[Kutipan Teks]
Secara umum, buku ini berusaha mengungkapkan permasalahan terkait posisi agama dalam ideologi negara, khususnya gagasan NASAKOM Soekarno dan relevansinya terhadap wajah politik Indonesia dewasa ini. Pembahasan dalam buku ini dibuka dengan memberikan gambaran umum tentang perdebatan ideologis antara nasionalisme, agama (Islam), dan komunisme yang dimulai sejak fase pergerakan kebangkitan nasional, fase konstruksi Indonesia, hingga proses finalisasi yang terhenti oleh keluarnya Dekrit Presiden 5 Juli 1959.

Pembahasan kemudian berlanjut pada setting sosial yang dihadapi oleh Soekarno, yang mana dimaksudkan sebagai uraian mengenai biografi dan aktifitas politiknya. Berikutnya, pembahasan tentang pokok-pokok pemikiran Soekarno dalam konstruksi ke-Indonesia-an, antara lain nasionalisme, demokrasi, revolusi, hubungan antar ideologi—nasionalisme, Islam, dan marxisme—, Pancasila, dan ajaran Islam. Dapat dikatakan, pokok-pokok pemikiran ini merupakan embrio dari gagasan Soekarno tentang NASAKOM.

 

NASAKOM dalam konteks ke-Indonesiaan

Gagasan NASAKOM Soekarno dalam konteks ke-Indonesia-an menurut penulis, dapat dijelaskan, yaitu pertama, sebagai tafsir atas Pancasila dalam bidang ideologi. Dalam hal ini, NASAKOM tidak hanya merupakan realitas ideologi yang hidup di Indonesia, tetapi juga “wajah lain” dari Trisila yang pernah diungkapkan oleh Soekarno sebagai perasan dari Pancasila, yaitu Ketuhanan Yang Maha Esa, sosio-nasionalisme, dan sosio-demokrasi.

[Informasi yang Ditampilkan]
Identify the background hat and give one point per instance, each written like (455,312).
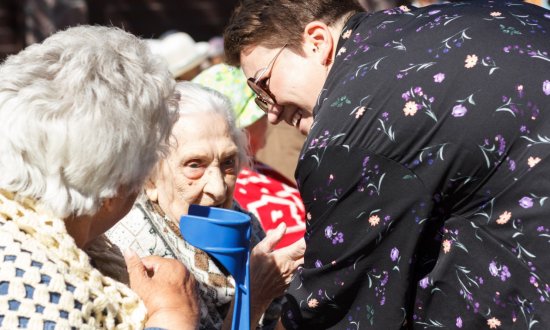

[Tugas yang Dikerjakan]
A – Jawab pertanyaan berikut berdasarkan teks tentang NASAKOM:
(i) Dekrit Presiden tanggal berapa yang menghentikan proses finalisasi?
(ii) Tiga ideologi apa saja yang disebut dalam "hubungan antar ideologi"?
(iii) Apa saja tiga unsur Trisila yang disebutkan?
B – Cetak tanpa perubahan bagian teks tentang NASAKOM, dimulai dengan "Pembahasan kemudian berlanjut" dan berlanjut sampai "Soekarno tentang NASAKOM.".

[Jawaban Latihan]
A –
(i) 5 Juli 1959
(ii) Nasionalisme, Islam, dan marxisme
(iii) Ketuhanan Yang Maha Esa, sosio-nasionalisme, dan sosio-demokrasi

B –
Pembahasan kemudian berlanjut pada setting sosial yang dihadapi oleh Soekarno, yang mana dimaksudkan sebagai uraian mengenai biografi dan aktifitas politiknya. Berikutnya, pembahasan tentang pokok-pokok pemikiran Soekarno dalam konstruksi ke-Indonesia-an, antara lain nasionalisme, demokrasi, revolusi, hubungan antar ideologi—nasionalisme, Islam, dan marxisme—, Pancasila, dan ajaran Islam. Dapat dikatakan, pokok-pokok pemikiran ini merupakan embrio dari gagasan Soekarno tentang NASAKOM.